RECORDS SHOWN Start Marker

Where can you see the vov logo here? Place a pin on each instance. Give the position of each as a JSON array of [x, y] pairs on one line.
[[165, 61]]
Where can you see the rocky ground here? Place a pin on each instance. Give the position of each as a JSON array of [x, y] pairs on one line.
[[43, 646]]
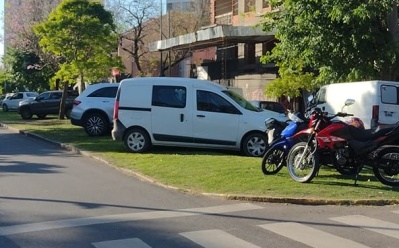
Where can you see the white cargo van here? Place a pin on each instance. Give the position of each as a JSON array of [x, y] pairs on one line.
[[187, 112], [376, 102]]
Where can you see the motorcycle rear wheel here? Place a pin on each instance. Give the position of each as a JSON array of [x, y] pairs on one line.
[[304, 169], [386, 167], [273, 160]]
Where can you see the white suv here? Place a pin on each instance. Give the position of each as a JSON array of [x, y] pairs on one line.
[[93, 109]]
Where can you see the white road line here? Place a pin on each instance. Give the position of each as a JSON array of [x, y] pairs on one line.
[[122, 243], [150, 215], [310, 236], [217, 239], [371, 224]]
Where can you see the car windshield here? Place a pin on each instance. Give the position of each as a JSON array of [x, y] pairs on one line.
[[31, 94], [241, 100]]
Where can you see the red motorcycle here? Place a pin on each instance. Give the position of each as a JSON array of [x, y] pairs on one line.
[[346, 146]]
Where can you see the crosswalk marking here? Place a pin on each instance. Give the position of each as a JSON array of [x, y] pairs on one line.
[[122, 243], [217, 239], [379, 226], [310, 236], [149, 215]]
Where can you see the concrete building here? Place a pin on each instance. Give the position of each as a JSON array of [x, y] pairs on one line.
[[184, 5], [238, 45]]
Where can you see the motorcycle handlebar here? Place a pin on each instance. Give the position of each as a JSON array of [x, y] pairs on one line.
[[340, 114]]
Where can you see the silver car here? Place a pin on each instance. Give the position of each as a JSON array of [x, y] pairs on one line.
[[12, 102], [93, 109]]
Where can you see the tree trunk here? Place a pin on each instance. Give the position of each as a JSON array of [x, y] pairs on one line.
[[63, 102], [392, 72]]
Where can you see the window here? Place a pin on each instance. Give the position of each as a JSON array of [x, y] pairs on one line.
[[321, 96], [389, 94], [44, 96], [169, 96], [56, 95], [211, 102], [235, 7], [109, 92], [249, 6], [265, 4]]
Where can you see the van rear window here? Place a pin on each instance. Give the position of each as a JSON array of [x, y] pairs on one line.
[[389, 94], [169, 96]]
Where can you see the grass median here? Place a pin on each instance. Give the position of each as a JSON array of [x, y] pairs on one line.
[[209, 171]]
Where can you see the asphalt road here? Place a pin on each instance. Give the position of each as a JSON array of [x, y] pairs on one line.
[[50, 197]]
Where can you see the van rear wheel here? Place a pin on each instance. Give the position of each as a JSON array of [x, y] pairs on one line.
[[137, 140]]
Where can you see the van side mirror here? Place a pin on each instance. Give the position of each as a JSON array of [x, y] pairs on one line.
[[349, 102]]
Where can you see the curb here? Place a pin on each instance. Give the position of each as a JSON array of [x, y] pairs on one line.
[[263, 199]]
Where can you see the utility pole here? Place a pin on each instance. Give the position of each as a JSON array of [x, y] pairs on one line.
[[161, 74]]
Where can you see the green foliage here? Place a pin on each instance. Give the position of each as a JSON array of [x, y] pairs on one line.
[[324, 41], [82, 33], [25, 72]]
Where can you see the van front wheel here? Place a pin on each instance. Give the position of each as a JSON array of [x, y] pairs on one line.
[[255, 145], [137, 140]]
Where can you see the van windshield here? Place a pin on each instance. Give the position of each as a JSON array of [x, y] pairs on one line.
[[241, 100]]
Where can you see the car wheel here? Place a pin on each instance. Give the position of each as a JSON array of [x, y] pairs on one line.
[[255, 145], [95, 124], [137, 140], [26, 113]]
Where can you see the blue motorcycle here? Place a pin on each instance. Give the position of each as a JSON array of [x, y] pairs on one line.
[[275, 157]]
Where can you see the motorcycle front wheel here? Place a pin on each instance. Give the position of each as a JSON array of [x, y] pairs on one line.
[[302, 163], [273, 160], [386, 167]]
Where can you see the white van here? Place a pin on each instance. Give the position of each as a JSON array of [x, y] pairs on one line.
[[376, 102], [187, 112]]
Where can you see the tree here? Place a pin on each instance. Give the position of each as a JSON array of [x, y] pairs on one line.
[[139, 24], [324, 41], [82, 34], [20, 17], [25, 71], [135, 23]]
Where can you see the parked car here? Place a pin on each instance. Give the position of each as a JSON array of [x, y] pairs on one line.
[[11, 102], [187, 112], [46, 103], [270, 105], [93, 109], [377, 102]]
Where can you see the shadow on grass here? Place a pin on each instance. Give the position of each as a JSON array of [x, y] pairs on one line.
[[363, 181]]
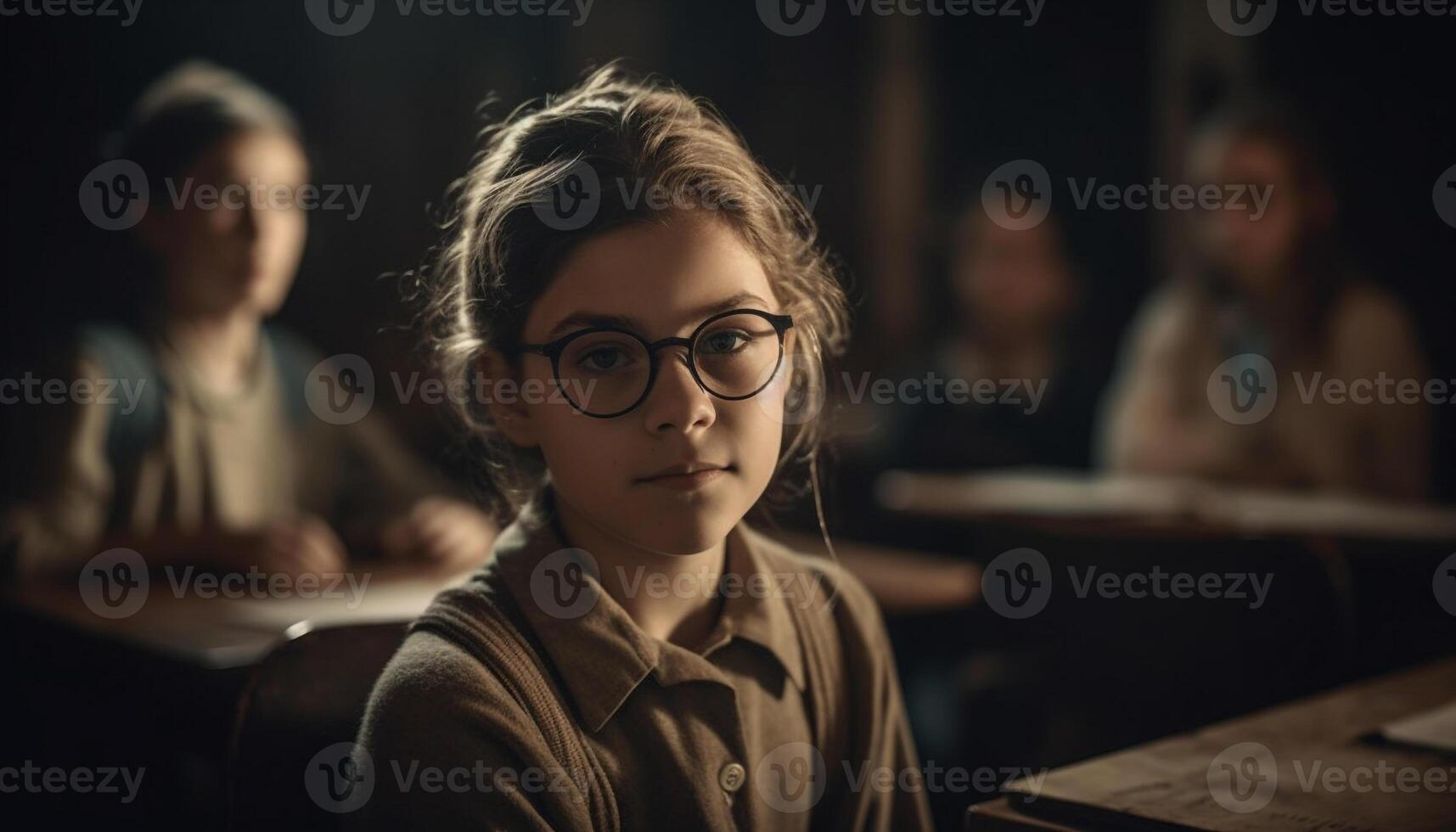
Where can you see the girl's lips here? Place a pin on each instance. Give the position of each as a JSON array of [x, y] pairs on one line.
[[686, 481]]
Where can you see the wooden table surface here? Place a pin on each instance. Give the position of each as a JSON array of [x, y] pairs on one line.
[[1059, 498], [223, 632], [1313, 746]]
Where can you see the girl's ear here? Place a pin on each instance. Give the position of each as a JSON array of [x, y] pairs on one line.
[[509, 413]]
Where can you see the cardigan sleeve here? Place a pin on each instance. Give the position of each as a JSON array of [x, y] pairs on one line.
[[450, 750]]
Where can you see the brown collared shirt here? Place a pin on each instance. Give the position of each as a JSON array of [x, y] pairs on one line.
[[782, 720]]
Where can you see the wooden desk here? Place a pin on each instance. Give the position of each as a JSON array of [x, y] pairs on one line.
[[165, 689], [1166, 784], [229, 632], [1126, 503]]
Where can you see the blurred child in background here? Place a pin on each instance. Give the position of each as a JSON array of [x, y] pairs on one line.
[[219, 461]]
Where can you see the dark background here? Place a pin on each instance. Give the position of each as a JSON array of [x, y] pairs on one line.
[[1093, 89]]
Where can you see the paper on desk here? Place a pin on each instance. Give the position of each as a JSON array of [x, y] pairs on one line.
[[1435, 729], [379, 600]]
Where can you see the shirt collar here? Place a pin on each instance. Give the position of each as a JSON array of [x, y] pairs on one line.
[[598, 650]]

RECORDS SHOWN End Marker

**WHAT IS BEING ASKED**: Exactly the lines from the one that holds "Where can you see the girl's ear" through the final line of the records above should be written out, and only those.

**TASK RESULT**:
Where can you see the girl's ear here? Place a pin on each instance. Give the position of each as a JSON array of [x, y] pairs on one line.
[[509, 413]]
Where can you see the cardigan sleeve here? Place a pin on each instance. Give the position of each as a JSON array of [x, y] pairs on one line.
[[450, 750]]
Where can you see the brown collared shirt here? Place a pin on each instance. Give the position of each as a JSON array of [x, y] pairs on one line.
[[782, 720]]
Where can you see the wooden desk here? Place a pin on each instance. Give the position of each as a JSON array of [x, y] pairs on one line.
[[165, 689], [1166, 784], [229, 632], [1126, 503]]
Where can you see the blurred child in background here? Place a pin on each instance. Give the position of each as a JSON array of [x, y] pairs on one line.
[[219, 461]]
Where can you see the dark background here? Place a pin on each instance. Give the position of each as a JSON array of [x, y] pairs on one line.
[[1093, 89]]
Where can you see the paper on desk here? Place a pin on each instance. Give the position of each as a JSON array of [x, y] pairs on one line.
[[1435, 729], [379, 600]]
Where can you see the shirt collar here? Place a pin on each instance. Give the position of each as a JSON array of [x, y] pairs on one line.
[[598, 650]]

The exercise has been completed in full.